In previous work, we showed that the human melanoma cell line Mel57 metastasizes to mouse brain parenchyma (6) after injection into the internal carotid artery (6, 7, 8). In vitro, Mel57 expresses very low amounts of VEGF-A (9). We report here on the mechanisms of tumor vascularization in this model and on the effects of VEGF165 expression on tumor growth and vascular parameters. We show that expression of VEGF165 induced significant progression of tumor growth that was not associated with classical (i.e., sprouting) angiogenesis but was caused by architectural and functional changes of the co-opted preexistent brain vasculature.

Mice.

Specific pathogen-free, male BALB/c nu/nu mice, 6–8 weeks of age and weighing 18–25 g, were purchased from the university central animal facility. Five mice/cage were housed under specific pathogen-free conditions (temperature, 20–24°C; relative humidity, 50–60%; 15 air changes/hour; light/dark periods, 14 h/10 h). Water and food (RMH, Hope Farms, the Netherlands) were available to the animals ad libitum. Experiments were carried out in accordance with the national animal protection laws.

Cell Lines, Transfections, and Microsurgical Injections.

Human melanoma cell lines Mel57, M14, and 530 were cultured in DMEM (Life Technologies, Inc., Breda, the Netherlands), supplemented with 10% FCS, streptomycin, and penicillin at 37°C. Mel57 cells were transfected using Fugene (Roche, Mannheim, Germany) with plasmid pVEGF-IRESneo or pEGFP-IRESneo (enhanced green fluorescent protein) as a control, according to the manufacturer’s guidelines. pVEGF-IRESneo carries the cDNA for human VEGF165, slightly modified at 3′ primed end for cloning purposes, cloned in the EcoRI-BamHI sites of vector pIRESneo (Clontech, Palo Alto, CA) under control of the cytomegalovirus promoter. Two days after transfection, selection of transfectants was started using 400 μg/ml G418. The use of an IRES to generate neomycin resistance led in our hands to >95% positivity for the recombinant protein in G418-resistant cells. Therefore, after 2 weeks of selection, colonies of transfected cells were pooled, expanded, and frozen. Levels of recombinant VEGF in conditioned medium were determined using Western blot analysis as described (9). Metastasis was induced as described previously (6) by microsurgical injection of tumor cell suspensions into the right internal carotid artery of anesthetized nude mice

Histological and Immunohistochemical Analysis.

Record excerpts »
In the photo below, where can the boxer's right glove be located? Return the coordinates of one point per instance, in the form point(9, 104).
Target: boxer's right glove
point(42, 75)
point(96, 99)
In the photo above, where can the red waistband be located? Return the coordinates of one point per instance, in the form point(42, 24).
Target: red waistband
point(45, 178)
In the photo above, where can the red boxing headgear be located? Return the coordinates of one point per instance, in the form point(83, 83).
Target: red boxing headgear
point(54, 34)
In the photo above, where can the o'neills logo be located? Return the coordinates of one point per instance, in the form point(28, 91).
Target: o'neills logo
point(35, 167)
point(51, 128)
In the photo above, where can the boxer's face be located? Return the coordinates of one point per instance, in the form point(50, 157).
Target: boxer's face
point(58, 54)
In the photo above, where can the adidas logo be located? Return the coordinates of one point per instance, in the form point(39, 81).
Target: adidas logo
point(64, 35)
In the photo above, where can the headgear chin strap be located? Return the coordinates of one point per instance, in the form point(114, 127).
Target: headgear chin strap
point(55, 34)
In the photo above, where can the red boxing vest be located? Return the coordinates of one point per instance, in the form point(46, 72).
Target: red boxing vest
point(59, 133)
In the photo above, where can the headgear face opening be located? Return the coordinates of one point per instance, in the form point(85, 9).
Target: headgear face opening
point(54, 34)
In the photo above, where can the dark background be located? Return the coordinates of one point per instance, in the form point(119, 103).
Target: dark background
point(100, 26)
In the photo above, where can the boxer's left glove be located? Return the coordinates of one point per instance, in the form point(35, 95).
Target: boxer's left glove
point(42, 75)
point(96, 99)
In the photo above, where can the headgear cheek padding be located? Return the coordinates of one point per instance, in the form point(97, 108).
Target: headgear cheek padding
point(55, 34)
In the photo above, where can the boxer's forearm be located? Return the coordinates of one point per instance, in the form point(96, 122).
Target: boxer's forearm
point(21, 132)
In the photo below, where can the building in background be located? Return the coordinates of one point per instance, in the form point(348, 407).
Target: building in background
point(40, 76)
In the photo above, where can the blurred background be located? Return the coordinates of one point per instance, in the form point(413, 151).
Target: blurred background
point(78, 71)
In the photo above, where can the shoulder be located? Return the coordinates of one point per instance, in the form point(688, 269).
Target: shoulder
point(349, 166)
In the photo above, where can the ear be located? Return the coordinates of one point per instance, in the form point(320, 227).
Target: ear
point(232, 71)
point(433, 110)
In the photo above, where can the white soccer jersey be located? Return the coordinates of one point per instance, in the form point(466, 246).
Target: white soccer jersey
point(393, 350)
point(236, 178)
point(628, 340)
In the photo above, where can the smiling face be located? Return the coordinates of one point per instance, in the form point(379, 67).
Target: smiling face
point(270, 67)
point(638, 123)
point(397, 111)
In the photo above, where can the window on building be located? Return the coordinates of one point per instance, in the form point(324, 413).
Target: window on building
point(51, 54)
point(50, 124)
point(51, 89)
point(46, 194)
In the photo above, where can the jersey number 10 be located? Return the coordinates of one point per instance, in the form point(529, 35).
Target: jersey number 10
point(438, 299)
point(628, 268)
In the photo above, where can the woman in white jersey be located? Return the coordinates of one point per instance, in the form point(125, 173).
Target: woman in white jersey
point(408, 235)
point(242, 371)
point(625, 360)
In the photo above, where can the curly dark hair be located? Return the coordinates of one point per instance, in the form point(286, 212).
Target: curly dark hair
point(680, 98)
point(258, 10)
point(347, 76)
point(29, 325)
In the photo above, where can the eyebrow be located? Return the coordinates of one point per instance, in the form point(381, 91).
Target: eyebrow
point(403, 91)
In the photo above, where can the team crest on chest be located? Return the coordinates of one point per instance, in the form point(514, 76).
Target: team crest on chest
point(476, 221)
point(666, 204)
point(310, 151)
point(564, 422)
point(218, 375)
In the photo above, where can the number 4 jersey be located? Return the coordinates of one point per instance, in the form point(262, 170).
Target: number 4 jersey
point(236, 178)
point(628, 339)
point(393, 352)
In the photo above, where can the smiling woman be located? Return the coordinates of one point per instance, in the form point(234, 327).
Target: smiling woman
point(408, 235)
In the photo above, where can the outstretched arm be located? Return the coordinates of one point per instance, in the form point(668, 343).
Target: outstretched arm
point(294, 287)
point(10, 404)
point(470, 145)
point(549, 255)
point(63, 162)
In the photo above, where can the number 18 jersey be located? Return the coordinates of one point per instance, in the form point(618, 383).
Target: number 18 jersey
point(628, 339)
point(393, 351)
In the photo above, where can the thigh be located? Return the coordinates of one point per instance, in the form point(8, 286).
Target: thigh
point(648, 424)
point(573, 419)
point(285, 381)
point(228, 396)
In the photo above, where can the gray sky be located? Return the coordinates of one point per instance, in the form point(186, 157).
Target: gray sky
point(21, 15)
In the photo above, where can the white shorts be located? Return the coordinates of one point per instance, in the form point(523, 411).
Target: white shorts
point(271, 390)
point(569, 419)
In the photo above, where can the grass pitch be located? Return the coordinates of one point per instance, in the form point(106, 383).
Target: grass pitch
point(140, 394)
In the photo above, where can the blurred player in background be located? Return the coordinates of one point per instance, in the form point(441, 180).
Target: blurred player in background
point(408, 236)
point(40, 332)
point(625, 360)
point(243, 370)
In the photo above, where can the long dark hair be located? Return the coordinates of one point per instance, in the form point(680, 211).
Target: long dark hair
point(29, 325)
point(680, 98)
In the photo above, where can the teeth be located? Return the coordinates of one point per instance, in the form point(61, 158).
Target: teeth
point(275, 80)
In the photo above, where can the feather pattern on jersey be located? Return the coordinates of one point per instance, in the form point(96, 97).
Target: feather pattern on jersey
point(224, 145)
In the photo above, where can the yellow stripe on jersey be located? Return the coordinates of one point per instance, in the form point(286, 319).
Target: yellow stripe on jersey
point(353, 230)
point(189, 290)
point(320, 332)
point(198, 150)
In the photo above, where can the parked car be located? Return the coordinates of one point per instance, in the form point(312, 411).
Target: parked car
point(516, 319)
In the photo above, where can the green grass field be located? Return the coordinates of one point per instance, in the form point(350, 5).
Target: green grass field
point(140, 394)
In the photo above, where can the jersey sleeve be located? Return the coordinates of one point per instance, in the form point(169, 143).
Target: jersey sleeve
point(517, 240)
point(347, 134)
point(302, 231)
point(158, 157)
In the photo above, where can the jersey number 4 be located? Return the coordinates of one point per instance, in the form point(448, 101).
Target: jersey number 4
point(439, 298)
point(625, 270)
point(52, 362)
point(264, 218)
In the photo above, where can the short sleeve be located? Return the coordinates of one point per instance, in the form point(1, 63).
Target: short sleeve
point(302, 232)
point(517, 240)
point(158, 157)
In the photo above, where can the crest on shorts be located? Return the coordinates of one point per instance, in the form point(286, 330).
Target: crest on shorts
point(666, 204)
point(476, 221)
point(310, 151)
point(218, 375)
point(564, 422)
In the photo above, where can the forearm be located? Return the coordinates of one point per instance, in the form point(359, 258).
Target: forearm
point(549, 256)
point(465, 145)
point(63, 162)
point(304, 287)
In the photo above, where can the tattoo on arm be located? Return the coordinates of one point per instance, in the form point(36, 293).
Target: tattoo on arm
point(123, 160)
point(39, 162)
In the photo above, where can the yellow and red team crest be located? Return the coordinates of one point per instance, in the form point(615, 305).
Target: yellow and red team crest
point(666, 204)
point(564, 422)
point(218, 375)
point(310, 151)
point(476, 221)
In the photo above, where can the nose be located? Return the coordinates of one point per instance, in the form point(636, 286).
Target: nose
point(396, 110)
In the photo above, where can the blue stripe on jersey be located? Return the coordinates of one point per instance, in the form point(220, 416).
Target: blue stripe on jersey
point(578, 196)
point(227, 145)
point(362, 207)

Work request A » In the melanoma text, what concentration of G418 was used to select transfectants?
Work request B » Update the melanoma text from "Specific pathogen-free, male" to "and Microsurgical Injections.", putting "without restriction" where "ad libitum" stands.

Expected output A » 400 μg/ml

Expected output B »
Specific pathogen-free, male BALB/c nu/nu mice, 6–8 weeks of age and weighing 18–25 g, were purchased from the university central animal facility. Five mice/cage were housed under specific pathogen-free conditions (temperature, 20–24°C; relative humidity, 50–60%; 15 air changes/hour; light/dark periods, 14 h/10 h). Water and food (RMH, Hope Farms, the Netherlands) were available to the animals without restriction. Experiments were carried out in accordance with the national animal protection laws.

Cell Lines, Transfections, and Microsurgical Injections.